◆ Work instructions ◆
a) Reproduce word for word the part of the Turing Tumble article starting with "A few years" and going on through "to run automatically.".
b) Answer these questions from the Turing Tumble article, one per line:
(i) At which university was Paul Boswell a professor?
(ii) How many kids does Paul Boswell have?
(iii) What did Paul Boswell conclude the programs in a good tabletop programming game had to do?

◆ Quoted passage ◆
Begin

By Kara Larson, Make it Minnesota

Turing Tumble is a new type of game where players build mechanical computers powered by marbles to solve logic puzzles. It’s fun, addicting, easy-to-learn, and while you’re playing, you discover how computers “think”. Paul Boswell is the mind behind Turning Tumble and he loves teaching kids to code. When he was a professor at the University of Minnesota, Paul saw how valuable it is for all students to be coders. As the father of three young kids, he has tried all sorts of games to build their interest in coding. But for Paul, the problem is that they all treat computers like abstract, black boxes, overlooking the fundamental, most amazing concept: how simple switches, connected together in clever ways, can do incredibly smart things.

Talk about the beginnings of Turing Tumble. What inspired you to begin this endeavor?
I’m a *big* fan of games that teach kids to code. It’s like giving them the biggest, best power tool you can imagine. Once they have a good grasp of it, they can make things that are way bigger than them, and they can reach people all over the world.

A few years ago, tabletop games started coming out that teach coding concepts. I loved the idea, but the games all had the same problem: as soon as you started making programs that were even a little bit complicated, it became a tedious process to run the programs because you had to do it by hand, and it was easy to make errors. I knew that in order to create a good tabletop programming game, the programs had to run automatically.

End

◆ Rows ◆
Begin

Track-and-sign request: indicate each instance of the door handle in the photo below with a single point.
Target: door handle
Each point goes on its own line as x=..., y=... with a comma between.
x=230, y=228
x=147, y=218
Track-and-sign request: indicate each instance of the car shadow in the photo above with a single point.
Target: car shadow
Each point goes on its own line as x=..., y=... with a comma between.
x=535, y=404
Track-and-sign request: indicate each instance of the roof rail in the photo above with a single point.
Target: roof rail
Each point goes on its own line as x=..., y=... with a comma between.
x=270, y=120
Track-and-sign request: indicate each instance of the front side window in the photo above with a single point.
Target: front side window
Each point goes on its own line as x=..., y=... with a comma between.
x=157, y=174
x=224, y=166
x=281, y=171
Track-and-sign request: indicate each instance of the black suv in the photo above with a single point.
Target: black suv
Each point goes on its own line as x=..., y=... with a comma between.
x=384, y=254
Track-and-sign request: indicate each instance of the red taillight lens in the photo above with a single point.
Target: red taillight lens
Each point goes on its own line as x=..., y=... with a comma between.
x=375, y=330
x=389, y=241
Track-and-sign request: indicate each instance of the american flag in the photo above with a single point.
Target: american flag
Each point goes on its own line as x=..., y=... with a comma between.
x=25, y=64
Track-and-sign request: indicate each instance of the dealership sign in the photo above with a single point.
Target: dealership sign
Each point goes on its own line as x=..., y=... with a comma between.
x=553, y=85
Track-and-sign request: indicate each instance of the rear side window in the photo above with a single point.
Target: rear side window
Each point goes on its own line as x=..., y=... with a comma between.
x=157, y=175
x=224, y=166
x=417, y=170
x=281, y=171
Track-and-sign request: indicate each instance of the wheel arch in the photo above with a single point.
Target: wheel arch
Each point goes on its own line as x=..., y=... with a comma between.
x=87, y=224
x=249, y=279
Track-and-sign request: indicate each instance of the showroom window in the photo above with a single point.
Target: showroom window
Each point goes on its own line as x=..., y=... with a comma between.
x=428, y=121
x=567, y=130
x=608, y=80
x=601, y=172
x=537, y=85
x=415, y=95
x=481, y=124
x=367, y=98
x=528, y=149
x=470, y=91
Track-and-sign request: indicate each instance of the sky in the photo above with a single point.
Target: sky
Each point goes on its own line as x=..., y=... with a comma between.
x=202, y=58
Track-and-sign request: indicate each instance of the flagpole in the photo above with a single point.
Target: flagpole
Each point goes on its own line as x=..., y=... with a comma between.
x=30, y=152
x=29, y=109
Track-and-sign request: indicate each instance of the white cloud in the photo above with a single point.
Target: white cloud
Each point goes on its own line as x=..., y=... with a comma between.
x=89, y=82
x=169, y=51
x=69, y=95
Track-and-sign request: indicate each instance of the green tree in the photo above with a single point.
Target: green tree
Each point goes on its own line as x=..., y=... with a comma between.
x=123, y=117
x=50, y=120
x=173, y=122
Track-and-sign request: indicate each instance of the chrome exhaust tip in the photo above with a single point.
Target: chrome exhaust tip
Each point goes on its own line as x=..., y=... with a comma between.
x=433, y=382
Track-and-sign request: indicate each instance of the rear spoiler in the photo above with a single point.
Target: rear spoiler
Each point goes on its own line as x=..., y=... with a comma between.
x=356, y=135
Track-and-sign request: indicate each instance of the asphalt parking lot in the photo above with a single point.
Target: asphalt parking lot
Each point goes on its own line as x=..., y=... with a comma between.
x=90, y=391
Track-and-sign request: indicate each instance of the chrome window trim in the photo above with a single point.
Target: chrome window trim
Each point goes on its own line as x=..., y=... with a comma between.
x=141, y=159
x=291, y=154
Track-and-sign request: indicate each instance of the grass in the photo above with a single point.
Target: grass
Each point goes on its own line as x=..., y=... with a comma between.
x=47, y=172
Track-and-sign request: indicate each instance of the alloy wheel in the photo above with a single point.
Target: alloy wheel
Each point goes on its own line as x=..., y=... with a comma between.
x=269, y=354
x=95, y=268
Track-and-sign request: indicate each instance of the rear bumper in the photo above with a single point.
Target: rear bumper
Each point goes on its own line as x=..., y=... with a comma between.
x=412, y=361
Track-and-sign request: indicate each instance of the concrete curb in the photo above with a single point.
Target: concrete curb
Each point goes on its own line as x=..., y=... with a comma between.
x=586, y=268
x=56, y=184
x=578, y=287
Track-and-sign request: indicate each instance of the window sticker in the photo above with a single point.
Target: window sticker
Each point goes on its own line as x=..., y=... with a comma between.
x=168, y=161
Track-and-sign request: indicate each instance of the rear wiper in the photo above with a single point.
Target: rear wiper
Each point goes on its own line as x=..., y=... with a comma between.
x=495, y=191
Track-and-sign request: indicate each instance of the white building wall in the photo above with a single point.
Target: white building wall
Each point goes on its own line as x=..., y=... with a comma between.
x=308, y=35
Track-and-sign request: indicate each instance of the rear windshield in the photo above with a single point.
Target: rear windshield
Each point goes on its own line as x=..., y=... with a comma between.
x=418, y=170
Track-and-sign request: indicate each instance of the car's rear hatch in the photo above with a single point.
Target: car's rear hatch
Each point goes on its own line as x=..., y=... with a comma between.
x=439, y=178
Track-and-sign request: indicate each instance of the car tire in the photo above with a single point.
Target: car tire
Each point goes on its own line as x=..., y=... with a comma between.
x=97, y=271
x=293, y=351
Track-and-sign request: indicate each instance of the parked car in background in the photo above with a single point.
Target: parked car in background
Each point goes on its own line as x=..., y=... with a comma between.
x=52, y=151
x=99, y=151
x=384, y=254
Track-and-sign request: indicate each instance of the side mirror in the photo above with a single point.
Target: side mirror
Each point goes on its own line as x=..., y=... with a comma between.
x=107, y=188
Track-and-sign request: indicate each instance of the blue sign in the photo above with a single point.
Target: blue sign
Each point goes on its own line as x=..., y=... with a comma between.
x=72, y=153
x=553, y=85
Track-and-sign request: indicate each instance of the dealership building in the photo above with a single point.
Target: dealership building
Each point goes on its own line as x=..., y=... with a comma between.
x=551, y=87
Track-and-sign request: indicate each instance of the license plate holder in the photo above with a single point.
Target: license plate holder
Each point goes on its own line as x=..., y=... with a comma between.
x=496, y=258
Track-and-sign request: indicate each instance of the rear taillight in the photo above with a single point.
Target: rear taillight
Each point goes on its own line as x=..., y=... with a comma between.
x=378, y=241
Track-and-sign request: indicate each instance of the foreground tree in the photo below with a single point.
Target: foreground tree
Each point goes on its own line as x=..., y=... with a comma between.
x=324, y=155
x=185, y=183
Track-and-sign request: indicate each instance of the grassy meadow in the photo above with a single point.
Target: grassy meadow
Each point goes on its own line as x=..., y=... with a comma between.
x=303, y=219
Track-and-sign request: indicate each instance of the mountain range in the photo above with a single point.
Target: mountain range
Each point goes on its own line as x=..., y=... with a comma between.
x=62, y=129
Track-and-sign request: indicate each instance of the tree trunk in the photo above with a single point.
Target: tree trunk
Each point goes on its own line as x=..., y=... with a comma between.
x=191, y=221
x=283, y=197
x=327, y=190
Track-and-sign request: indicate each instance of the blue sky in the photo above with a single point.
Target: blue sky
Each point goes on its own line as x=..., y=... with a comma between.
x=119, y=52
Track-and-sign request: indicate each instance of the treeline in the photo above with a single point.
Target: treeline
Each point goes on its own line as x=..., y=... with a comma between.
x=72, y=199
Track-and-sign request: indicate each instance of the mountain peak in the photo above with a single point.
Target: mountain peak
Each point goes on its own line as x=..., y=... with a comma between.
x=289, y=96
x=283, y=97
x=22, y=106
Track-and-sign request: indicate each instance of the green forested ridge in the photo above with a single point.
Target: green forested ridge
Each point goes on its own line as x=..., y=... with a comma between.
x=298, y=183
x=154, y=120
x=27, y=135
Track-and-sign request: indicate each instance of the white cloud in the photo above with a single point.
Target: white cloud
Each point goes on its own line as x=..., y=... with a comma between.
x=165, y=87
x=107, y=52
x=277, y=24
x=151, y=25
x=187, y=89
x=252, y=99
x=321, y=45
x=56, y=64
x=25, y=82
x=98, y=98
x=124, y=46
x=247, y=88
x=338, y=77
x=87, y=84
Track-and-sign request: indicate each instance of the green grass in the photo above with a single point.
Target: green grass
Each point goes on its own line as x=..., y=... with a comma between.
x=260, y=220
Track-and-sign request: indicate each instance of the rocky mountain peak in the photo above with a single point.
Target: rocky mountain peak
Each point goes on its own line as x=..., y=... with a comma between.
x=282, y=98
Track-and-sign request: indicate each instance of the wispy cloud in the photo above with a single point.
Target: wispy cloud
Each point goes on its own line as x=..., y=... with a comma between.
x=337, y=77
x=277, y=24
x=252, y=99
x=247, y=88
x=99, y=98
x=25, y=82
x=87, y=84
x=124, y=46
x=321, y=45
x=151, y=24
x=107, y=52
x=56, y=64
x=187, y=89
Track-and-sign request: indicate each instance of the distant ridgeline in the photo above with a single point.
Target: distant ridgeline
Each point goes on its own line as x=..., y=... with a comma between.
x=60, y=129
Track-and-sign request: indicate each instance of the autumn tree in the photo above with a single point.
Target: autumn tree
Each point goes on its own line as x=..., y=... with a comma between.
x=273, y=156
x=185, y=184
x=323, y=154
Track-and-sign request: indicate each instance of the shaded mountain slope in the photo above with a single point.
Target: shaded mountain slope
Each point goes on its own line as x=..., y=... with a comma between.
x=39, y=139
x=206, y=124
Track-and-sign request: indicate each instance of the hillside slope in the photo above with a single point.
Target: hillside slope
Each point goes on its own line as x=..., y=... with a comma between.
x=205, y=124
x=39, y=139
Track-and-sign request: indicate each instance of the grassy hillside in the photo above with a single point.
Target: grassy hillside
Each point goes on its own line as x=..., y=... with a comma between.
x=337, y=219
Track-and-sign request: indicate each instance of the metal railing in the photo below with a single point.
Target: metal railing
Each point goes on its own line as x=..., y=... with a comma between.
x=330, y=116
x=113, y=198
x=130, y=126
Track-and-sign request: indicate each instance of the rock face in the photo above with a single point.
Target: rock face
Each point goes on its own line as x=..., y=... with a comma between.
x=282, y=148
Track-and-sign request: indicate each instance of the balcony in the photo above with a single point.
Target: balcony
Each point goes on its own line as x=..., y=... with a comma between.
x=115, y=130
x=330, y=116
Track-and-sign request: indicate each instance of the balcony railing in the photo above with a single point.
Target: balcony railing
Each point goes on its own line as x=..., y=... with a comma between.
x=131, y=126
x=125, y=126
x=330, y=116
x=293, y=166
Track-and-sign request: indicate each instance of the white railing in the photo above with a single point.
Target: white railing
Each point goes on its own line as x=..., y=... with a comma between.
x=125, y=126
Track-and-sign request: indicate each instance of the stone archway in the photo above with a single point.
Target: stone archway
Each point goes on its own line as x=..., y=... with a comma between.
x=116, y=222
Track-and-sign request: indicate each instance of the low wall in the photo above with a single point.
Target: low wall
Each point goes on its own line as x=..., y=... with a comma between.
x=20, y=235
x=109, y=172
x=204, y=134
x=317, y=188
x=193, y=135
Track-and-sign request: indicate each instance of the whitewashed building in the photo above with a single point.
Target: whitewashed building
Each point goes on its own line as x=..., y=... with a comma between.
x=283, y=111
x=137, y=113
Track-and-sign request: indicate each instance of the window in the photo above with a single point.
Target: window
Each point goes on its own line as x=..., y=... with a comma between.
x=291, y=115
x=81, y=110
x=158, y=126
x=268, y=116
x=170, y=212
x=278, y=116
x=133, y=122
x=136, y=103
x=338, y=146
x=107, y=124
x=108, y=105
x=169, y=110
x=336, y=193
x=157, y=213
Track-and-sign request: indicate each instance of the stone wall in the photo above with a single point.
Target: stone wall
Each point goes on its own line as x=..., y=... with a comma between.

End

◆ Exercise answers ◆
a)
A few years ago, tabletop games started coming out that teach coding concepts. I loved the idea, but the games all had the same problem: as soon as you started making programs that were even a little bit complicated, it became a tedious process to run the programs because you had to do it by hand, and it was easy to make errors. I knew that in order to create a good tabletop programming game, the programs had to run automatically.

b)
(i) The University of Minnesota
(ii) Three
(iii) Run automatically